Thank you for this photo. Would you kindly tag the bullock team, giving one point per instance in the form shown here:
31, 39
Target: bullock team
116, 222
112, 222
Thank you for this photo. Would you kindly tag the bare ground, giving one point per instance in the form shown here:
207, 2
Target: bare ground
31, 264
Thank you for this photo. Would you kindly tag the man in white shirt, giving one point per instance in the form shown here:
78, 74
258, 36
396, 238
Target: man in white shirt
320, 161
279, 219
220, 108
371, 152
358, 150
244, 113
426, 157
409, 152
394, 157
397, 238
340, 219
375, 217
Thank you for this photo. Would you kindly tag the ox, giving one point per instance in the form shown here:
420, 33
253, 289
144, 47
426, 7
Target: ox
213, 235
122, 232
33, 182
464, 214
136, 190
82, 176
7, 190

# # # # # # #

§ **Activity**: Reproduce the data in its entirety, matching each character.

§ **The answer**:
Thank you for this photo. Would you kindly tag the bullock team, giving one point per instance in the form shown here:
31, 39
Target: bullock team
116, 222
112, 222
Thank you for this photo. Would you kindly tag the bare ground, giving one point per instance in the form shown here:
207, 2
Target: bare ground
31, 264
Thank you for this photo. Would you kindly tag the man in white shirt, giving one point per instance in the form shown here:
78, 74
258, 36
396, 238
Target: man in white shirt
320, 161
279, 219
220, 108
371, 152
358, 150
244, 113
426, 157
409, 152
394, 157
397, 238
340, 219
375, 217
Thank you for this photo. Would you kindly tag the ox, giving one point per instance in the form shown here:
420, 33
253, 289
144, 47
426, 7
Target: ox
213, 235
122, 232
33, 182
464, 214
136, 190
82, 176
7, 190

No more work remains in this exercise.